→ **EXTRACTED TEXT**:

★ ★ ★ ★ ★

Belvederes

MIROSLAV MAKSIMOVIĆ, POET, ABOUT THE FATE OF A WORLD WITHOUT GOD OR POETRY
Searching for One’s Own Language
Every citizen of Europe is a European. Europe is not only the European Union. It’s not politics, but culture, faith, ethics and other common values. The homeland (state) is today the main, and perhaps last, defender of uniqueness of personalities and nations, as well as the defender of culture, which cannot exist without uniqueness. That is why the ”steamroller of globalization” considers culture the main obstacle on its way to the mindless and mass consumer society, which, as we know, hasn’t got spirit or poetry, the supreme expression of authenticity

By: Vesna Kapor
Photo: Guest’s archive, Marija Đorđević


Poet, publicist, editor. Tracker and cultural emissary. And again, after all, a poet. Always timeless in his opus, ready for the grain of doubt in everything, which ultimately confirms great poetry. By following time and space in historical changes and dealing with the hidden, Miroslav Maksimović reveals the importance of small ordinary things. He notes the universe of an individual in the overall establishment of existence. In his latest book Pain, he uses sonnets to liberate poetic silence and long suppressed consciousness of a nation.

”Who will write a poem about this?” you say. Is that the crucial question, essence of the world: reflecting in a poem?
It’s not whether the world reflects in a poem, but whether a poem can make the world from something. So-called reality doesn’t have anything to do with it (it has, but its role is passive), poetry is reality. By the way, these are words of Stevan Raičković. In August 1972, four poets sat together (Stevan, Radonja Vešović, Rajko Nogo and I) in an olive orchard on Žanjice beach near Herceg-Novi, drank, snacked and talked. Suddenly, an olive tree next to us fell with a crash. For more than a hundred years it grew and gave fruit, and then decided to collapse in the presence of poets. As if it expected the poets to make a new reality from it. Stevan immediately asked the question you mentioned, but almost forty years passed until one of us wrote a poem about that event. However, this is already a new time, olives don’t collapse in the presence of poets, but in the presence of wood traders.

★ ★ ★ ★ ★

→ **ROWS**:
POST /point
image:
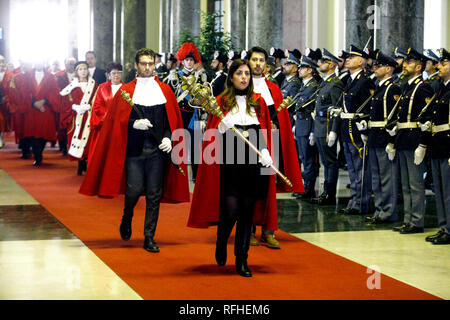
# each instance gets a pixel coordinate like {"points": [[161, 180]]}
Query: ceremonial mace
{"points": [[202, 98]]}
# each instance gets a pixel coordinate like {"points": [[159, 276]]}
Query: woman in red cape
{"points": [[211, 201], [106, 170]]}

★ ★ ★ ★ ★

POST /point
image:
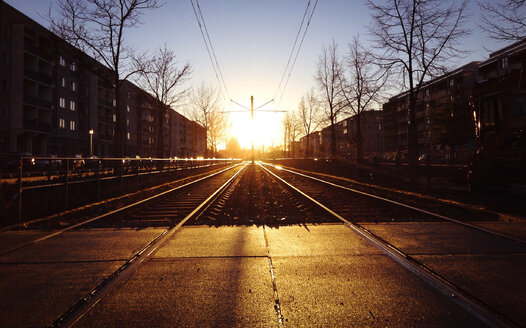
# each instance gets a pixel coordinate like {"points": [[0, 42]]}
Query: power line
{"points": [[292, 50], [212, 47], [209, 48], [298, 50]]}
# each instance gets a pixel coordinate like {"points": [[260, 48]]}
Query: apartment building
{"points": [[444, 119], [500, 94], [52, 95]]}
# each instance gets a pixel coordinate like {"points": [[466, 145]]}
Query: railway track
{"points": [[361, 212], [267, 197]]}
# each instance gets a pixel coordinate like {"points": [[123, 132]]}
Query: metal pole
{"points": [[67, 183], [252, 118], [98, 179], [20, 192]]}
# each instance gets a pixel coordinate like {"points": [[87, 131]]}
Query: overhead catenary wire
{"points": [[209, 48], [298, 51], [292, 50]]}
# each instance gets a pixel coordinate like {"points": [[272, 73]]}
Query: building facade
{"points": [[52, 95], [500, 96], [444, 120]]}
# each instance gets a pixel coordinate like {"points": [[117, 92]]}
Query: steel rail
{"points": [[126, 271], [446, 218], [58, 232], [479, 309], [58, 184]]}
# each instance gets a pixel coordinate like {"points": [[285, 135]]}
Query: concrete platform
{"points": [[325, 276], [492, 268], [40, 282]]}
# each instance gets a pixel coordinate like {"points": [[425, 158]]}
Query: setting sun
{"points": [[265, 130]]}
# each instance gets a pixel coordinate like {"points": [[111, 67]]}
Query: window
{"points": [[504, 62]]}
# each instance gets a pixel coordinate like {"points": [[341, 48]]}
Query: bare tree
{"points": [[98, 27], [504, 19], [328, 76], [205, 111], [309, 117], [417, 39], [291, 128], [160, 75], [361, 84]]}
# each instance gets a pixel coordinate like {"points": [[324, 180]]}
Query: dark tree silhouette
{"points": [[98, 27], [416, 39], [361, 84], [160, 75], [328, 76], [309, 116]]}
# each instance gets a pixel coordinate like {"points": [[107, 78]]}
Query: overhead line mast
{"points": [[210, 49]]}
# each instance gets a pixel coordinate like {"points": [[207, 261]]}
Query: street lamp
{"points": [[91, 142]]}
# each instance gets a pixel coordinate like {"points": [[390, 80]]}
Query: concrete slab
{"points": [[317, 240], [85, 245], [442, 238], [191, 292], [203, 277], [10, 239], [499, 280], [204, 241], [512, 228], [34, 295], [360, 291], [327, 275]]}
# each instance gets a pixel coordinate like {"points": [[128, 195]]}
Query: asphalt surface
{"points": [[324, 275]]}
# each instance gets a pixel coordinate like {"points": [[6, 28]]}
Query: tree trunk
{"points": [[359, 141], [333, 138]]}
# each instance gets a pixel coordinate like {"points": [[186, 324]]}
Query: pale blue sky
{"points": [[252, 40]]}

★ ★ ★ ★ ★

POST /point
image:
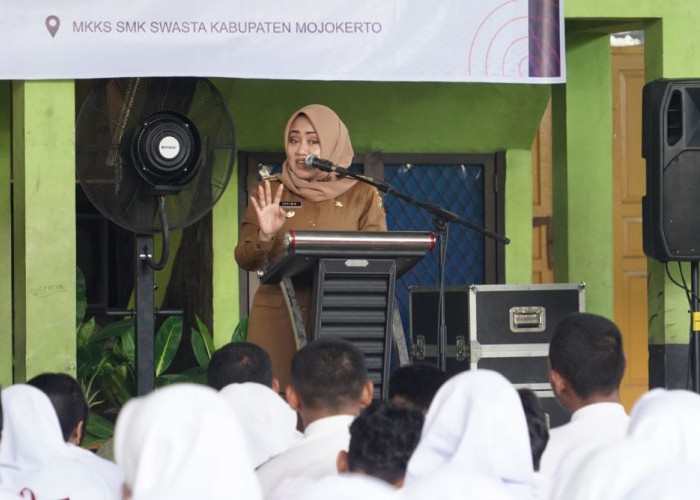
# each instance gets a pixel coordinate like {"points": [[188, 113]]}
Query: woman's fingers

★ ★ ★ ★ ★

→ **AIM OF THE EXERCISE**: Pick up the interview with the poet Miroslav Maksimović after its last sentence and carry it forward.

→ **RESULT FOR THIS EXERCISE**:
IMPRISONED IN THE MATERIAL

What changed in the world and poetry since your first collections of poems?
Changes in poetry (and art in general) have taken place ever since it exists: one form of expression becomes outdated and a new sprouts from it. Every new poet must find his own space in order to be a poet. That is the change in poetry. However, a new poet doesn’t just fall from the sky; he’s related to what’s already been created in poetry, thus changes in poetry are the same as changes in the life of people and nature: new life keeps appearing, but it’s still the same life.
However, I think that changes in the world, or in people’s social life, differ from changes in history up to now. The entire history of mankind is a story about gaining and losing freedom, a battle for overcoming limitations of the material world and those of the human society organization. All discoveries in natural sciences and conclusions of social sciences were created from that battle, the space of freedom increased. That means that human spirit was the forerunner of the human battle for freedom. Today, however, everything is led by the material surrounding of human life; spirit lags behind it. In such an atmosphere freedom is limitless, but in fact it doesn’t exist at all: you’re imprisoned; the material is limited by its nature and doesn’t permit stepping out onto the belvederes of the impossible, which is the spice of the idea of human freedom. Without spirit, which opens those belvederes, there’s no freedom. Without spirit, the human society lacks (basically) human effort to overcome his limitations. There’s no God. Thus, (basically, in the so-called developed, rich society) there’s no poetry either. It doesn’t mean it won’t exist: I won’t say that the fate of mankind depends on the fate of poetry, but I’ll say that the fate of poetry is an indicator of the fate of mankind.

What was the relation between traditional and modern during the time you’ve been writing in? And how do you personally experience and interpret that relation?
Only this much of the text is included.